Record set
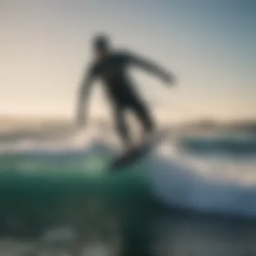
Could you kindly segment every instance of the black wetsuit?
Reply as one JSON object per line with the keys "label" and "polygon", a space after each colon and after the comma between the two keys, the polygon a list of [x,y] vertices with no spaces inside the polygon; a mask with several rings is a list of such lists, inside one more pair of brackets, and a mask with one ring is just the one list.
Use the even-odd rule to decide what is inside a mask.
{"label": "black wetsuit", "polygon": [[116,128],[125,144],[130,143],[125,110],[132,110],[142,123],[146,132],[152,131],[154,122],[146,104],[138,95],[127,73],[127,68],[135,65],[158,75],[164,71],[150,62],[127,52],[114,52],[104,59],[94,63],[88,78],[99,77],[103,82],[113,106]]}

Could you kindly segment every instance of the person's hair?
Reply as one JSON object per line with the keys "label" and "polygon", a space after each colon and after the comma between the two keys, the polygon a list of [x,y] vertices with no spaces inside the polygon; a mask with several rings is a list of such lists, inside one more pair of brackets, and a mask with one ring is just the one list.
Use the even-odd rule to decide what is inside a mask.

--

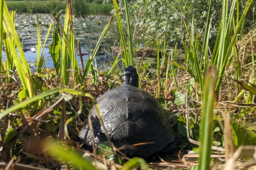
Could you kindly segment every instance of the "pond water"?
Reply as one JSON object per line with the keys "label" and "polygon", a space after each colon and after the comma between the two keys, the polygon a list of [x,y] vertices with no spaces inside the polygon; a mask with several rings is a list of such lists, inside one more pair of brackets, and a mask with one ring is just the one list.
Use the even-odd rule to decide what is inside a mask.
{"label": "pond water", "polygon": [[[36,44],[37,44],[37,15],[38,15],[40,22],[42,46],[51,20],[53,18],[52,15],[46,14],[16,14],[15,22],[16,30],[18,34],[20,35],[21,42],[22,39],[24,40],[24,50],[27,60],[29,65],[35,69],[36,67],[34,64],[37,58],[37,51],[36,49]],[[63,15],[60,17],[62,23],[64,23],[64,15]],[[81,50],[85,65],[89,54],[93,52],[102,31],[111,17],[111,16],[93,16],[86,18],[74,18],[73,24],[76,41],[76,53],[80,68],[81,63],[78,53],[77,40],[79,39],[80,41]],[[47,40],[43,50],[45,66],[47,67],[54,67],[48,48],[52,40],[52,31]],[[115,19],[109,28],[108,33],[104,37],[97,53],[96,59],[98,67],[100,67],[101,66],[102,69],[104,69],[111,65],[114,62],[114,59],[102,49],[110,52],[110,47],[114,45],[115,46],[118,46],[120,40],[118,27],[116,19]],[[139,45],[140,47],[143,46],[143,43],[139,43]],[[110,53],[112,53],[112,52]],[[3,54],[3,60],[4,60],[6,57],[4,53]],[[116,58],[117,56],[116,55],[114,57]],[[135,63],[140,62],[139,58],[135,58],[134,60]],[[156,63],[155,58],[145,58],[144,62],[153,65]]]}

Directions
Identify every line of the listing above that contains the string "instance", matching case exactly, and copy each of those lines.

Solution for this problem
Could you kindly segment every instance of the black wetsuit?
Could you kindly segment every instance of the person's hair?
Could you kindly segment every instance of the "pond water"?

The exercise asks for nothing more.